What to do
All records, minus the pictures: write them out exactly.

The data
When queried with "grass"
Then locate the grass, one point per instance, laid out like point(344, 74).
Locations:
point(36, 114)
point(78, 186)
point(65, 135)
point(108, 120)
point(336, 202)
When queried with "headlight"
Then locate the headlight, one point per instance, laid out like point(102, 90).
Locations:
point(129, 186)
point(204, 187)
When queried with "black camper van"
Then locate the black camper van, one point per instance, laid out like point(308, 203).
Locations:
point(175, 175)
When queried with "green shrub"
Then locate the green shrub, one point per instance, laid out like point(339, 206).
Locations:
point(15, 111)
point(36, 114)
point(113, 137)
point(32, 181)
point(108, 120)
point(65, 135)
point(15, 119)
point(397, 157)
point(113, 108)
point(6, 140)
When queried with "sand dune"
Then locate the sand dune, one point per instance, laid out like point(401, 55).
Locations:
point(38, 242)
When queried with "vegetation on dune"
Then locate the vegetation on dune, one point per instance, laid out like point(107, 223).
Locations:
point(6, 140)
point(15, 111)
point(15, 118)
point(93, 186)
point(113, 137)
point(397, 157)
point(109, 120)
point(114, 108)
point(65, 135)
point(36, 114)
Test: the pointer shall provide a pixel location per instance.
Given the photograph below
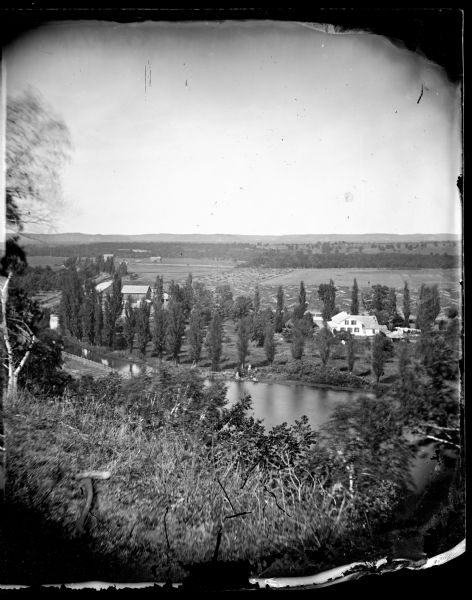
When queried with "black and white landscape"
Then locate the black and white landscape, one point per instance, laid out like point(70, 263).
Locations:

Output of the task
When queried with "grass"
Then locate the grass, one point per instance, laid out like point(344, 74).
Locations:
point(36, 114)
point(78, 186)
point(65, 135)
point(108, 120)
point(336, 202)
When queried with "headlight"
Then locate the headlight, one point per instance, laid out like point(102, 90).
Locations:
point(129, 186)
point(204, 187)
When queried with "black camper van"
Then locate the black camper van, one point per instance, laid out like point(308, 203).
Locations:
point(175, 175)
When queried with "green shrub"
Then locate the green shrub, one point per instance, laid out like point(339, 206).
Locations:
point(15, 111)
point(36, 114)
point(113, 137)
point(32, 181)
point(108, 120)
point(65, 135)
point(15, 119)
point(397, 157)
point(113, 108)
point(6, 140)
When queried with "sand dune"
Then locate the sand dune, one point per instance, laid out like point(401, 55).
Locations:
point(38, 242)
When queried with "vegetation on dune"
Then locate the vegetation on dune, one point per instance, laid out like point(107, 223).
Locations:
point(6, 140)
point(15, 111)
point(15, 118)
point(93, 186)
point(113, 137)
point(397, 157)
point(109, 120)
point(114, 108)
point(65, 135)
point(36, 114)
Test: the pointer shall provide a pixel location per instance.
Given the photograph below
When queried with "black and white landscape"
Then locate the black and white landscape, one point per instance, laid out like point(70, 263).
Locations:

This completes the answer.